— WRITTEN TASK —
Please recast everything from the line containing "Practice: locate the autumn" down to the line containing "pixel 292 88" in the items below as a JSON list of strings, one string per line, leaving out blank lines.

-- Begin DATASET RECORDS --

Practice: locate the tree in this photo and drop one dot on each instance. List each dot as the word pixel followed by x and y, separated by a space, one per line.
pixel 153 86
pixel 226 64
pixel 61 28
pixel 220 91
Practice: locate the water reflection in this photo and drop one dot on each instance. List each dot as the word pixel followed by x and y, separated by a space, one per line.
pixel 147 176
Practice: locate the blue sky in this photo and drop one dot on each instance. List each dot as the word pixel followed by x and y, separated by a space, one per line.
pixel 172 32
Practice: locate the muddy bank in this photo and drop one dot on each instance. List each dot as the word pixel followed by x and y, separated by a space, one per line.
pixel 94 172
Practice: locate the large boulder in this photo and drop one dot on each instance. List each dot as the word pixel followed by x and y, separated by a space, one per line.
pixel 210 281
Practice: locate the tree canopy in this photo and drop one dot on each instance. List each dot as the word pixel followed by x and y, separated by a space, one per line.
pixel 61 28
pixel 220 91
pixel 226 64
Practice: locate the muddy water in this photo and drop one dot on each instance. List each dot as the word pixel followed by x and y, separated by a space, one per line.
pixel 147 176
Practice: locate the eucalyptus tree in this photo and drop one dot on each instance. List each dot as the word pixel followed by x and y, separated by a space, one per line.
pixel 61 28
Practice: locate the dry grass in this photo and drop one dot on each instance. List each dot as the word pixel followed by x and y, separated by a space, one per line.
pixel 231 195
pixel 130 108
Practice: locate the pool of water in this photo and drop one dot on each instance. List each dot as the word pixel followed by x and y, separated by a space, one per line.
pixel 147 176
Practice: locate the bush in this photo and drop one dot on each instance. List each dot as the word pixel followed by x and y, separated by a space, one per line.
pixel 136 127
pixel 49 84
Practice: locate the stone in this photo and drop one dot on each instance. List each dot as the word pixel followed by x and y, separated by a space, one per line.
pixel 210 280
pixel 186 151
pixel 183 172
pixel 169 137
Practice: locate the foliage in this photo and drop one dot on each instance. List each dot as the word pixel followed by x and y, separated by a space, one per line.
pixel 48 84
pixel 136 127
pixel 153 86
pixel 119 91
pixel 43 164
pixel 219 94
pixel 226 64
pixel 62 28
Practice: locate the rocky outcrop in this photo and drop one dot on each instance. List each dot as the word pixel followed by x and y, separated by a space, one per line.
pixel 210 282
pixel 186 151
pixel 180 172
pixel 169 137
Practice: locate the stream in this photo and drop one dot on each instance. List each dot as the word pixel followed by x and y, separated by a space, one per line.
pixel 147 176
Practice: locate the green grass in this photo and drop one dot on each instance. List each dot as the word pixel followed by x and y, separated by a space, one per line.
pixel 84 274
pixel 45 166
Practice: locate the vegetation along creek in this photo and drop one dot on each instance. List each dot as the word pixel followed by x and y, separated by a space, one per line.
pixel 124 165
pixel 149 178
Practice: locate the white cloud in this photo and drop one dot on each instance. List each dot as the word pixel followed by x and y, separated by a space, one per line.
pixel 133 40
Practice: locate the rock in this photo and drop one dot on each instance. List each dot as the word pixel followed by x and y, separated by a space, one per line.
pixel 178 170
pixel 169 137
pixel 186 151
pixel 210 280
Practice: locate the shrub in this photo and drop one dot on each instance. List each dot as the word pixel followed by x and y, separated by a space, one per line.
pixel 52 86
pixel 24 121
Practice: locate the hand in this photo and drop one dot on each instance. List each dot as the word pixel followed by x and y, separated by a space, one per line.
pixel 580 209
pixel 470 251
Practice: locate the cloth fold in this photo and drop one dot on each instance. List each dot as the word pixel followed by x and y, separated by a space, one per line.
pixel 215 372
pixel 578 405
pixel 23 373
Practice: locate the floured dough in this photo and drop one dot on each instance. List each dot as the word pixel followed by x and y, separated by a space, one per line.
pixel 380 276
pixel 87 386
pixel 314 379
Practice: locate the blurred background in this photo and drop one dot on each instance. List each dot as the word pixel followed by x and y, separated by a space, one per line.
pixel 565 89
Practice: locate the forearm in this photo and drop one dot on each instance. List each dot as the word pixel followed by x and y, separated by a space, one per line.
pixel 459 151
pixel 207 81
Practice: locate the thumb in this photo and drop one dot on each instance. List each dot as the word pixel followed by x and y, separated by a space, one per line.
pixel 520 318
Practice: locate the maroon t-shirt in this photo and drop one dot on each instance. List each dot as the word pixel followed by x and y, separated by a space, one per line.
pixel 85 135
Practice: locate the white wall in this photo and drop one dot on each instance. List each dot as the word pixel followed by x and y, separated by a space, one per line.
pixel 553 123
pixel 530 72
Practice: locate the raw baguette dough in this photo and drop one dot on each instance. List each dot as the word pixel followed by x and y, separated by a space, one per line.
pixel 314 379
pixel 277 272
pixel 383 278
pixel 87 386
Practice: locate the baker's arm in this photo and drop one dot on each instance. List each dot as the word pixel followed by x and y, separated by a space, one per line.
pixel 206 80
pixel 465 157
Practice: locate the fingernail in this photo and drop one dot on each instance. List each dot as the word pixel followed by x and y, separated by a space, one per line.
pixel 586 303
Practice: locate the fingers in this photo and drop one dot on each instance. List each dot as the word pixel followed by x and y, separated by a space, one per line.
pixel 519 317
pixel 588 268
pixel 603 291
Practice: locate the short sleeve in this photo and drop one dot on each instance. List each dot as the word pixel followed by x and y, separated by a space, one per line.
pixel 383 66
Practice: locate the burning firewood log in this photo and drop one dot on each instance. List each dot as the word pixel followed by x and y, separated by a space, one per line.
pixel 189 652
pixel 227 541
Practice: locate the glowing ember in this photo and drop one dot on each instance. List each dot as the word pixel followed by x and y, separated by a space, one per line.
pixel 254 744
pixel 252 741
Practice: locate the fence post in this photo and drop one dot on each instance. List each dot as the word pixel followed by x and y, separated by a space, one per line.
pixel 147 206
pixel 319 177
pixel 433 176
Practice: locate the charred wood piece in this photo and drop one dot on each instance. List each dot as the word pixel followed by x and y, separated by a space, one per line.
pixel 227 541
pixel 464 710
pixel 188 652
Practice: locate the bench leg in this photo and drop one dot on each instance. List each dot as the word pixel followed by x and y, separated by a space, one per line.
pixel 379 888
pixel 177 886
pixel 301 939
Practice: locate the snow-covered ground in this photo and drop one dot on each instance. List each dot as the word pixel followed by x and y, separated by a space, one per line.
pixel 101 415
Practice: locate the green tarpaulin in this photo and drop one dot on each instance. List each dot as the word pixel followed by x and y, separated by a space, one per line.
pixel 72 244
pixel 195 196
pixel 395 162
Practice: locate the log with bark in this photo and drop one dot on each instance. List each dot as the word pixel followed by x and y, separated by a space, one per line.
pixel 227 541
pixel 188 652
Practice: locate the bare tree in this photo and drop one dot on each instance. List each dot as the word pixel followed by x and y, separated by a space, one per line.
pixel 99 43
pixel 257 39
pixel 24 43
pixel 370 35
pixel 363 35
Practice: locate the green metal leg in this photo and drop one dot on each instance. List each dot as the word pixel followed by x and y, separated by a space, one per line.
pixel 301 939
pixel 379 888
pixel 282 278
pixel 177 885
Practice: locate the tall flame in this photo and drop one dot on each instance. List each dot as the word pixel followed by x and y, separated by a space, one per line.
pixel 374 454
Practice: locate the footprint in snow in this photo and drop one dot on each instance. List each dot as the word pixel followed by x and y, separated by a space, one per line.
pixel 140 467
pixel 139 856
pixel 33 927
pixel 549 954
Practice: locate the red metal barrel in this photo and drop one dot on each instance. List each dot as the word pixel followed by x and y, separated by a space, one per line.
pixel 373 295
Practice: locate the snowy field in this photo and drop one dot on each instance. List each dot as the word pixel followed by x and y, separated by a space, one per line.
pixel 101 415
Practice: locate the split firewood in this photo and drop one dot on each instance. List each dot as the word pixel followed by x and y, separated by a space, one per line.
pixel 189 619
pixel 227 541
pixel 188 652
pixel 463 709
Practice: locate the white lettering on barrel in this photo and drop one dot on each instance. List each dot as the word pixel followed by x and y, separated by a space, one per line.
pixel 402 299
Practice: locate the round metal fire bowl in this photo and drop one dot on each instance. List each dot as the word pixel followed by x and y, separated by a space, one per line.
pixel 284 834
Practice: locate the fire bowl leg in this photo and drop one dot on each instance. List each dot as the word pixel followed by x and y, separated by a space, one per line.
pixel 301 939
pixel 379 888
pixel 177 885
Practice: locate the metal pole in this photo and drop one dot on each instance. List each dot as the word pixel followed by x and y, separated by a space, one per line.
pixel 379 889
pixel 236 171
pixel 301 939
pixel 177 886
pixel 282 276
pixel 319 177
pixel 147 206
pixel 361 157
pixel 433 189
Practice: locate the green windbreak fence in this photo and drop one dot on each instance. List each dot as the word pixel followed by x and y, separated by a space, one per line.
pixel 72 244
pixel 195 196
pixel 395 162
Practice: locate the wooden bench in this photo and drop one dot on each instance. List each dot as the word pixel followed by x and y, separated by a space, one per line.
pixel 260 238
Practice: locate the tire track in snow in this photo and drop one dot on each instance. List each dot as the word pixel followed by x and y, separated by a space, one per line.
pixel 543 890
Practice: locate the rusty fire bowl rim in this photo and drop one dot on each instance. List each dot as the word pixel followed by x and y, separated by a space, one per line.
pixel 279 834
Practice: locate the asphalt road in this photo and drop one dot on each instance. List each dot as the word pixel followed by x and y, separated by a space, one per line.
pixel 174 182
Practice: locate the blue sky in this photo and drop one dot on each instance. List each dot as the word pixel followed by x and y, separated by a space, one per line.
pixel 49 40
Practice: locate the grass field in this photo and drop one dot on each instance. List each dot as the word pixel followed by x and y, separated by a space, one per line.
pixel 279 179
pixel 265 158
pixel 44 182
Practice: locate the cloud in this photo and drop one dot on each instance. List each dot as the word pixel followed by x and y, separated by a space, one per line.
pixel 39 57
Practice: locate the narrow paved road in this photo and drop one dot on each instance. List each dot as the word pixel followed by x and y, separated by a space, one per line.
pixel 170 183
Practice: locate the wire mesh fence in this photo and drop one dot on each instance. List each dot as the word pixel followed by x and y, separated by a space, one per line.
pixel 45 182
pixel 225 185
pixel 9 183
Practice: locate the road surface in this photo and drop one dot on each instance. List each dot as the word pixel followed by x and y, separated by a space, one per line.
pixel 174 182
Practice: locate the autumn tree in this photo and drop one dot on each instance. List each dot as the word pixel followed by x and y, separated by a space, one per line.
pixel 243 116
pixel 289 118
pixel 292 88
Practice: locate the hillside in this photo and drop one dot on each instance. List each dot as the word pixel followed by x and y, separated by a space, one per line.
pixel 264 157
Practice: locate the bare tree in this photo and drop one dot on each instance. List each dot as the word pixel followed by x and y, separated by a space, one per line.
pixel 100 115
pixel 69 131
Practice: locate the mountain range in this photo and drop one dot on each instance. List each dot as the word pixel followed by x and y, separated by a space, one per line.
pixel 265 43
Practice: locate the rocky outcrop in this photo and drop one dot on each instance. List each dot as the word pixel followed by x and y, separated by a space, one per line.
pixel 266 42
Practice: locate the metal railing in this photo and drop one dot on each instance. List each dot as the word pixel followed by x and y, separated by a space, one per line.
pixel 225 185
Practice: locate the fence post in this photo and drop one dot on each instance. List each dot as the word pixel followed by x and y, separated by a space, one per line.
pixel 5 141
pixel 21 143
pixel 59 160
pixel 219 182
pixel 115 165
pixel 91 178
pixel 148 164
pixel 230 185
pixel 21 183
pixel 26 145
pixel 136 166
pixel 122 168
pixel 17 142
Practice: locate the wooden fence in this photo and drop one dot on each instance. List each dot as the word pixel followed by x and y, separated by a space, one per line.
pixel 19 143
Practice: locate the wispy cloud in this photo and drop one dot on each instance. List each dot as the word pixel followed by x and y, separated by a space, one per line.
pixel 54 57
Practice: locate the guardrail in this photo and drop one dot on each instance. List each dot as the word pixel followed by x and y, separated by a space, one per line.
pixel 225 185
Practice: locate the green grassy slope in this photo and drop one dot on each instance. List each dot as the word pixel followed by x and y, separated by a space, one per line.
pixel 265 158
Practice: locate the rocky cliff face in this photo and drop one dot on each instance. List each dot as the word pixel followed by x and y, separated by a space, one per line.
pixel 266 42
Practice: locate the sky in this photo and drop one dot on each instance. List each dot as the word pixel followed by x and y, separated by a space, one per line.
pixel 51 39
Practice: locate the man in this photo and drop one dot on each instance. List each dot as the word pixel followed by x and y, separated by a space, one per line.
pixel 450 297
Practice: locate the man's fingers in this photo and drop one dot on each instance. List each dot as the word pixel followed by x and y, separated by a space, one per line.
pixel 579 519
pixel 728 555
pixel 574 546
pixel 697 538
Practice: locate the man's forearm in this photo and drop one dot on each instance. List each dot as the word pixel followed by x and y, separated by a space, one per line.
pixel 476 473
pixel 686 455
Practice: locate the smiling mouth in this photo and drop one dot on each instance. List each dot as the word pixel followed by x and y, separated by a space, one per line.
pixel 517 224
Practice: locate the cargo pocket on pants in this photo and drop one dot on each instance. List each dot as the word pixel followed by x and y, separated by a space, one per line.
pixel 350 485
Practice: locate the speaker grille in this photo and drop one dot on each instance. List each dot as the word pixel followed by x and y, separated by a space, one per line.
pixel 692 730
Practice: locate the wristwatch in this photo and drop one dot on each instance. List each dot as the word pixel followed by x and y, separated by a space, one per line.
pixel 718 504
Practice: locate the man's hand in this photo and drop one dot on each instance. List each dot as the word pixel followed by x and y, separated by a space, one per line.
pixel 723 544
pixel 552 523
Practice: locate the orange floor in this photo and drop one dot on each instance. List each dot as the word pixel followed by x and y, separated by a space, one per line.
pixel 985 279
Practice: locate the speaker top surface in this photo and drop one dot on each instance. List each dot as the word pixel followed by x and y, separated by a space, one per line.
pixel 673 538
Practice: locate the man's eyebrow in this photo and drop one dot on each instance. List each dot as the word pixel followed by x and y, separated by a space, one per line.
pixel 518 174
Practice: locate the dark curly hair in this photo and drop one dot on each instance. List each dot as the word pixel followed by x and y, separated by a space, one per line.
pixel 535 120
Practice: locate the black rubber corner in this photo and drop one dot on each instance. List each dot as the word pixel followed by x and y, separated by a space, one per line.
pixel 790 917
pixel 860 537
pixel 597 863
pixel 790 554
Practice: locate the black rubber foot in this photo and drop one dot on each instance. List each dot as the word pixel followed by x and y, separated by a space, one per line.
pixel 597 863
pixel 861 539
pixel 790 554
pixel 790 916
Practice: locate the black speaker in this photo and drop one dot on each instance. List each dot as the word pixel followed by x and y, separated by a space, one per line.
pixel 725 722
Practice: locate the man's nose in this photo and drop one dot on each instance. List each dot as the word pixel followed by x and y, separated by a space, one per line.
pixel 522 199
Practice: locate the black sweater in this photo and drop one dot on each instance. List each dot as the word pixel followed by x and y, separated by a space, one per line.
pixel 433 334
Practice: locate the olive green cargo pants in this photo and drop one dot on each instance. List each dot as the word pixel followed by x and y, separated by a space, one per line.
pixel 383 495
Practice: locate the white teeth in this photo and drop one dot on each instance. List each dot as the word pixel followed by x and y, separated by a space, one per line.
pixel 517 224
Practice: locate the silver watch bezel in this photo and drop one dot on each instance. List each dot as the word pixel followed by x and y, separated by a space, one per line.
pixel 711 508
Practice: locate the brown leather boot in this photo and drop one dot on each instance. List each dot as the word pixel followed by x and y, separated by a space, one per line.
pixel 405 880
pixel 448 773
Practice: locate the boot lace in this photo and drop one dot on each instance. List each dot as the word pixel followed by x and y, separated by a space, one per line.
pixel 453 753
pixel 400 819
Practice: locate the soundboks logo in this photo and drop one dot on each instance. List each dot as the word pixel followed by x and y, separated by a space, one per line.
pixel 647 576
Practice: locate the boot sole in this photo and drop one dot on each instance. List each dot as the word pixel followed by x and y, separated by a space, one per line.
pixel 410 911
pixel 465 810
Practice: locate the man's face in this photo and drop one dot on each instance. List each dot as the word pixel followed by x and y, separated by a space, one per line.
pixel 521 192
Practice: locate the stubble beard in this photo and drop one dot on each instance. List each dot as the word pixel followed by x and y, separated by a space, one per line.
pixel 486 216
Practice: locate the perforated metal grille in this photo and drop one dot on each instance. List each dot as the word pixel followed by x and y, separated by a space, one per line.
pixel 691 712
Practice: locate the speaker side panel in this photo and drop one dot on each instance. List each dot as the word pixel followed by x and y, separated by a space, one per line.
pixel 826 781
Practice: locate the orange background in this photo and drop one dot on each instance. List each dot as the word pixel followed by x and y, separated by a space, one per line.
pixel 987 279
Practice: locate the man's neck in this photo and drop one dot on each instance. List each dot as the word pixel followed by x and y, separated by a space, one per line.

-- End DATASET RECORDS --

— ANSWER FOR THIS EXERCISE —
[
  "Practice: locate the autumn tree in this photo and drop one dot on each instance. List each dot as the word pixel followed by x and y, separated by a space, one per line.",
  "pixel 243 116",
  "pixel 289 118",
  "pixel 292 88"
]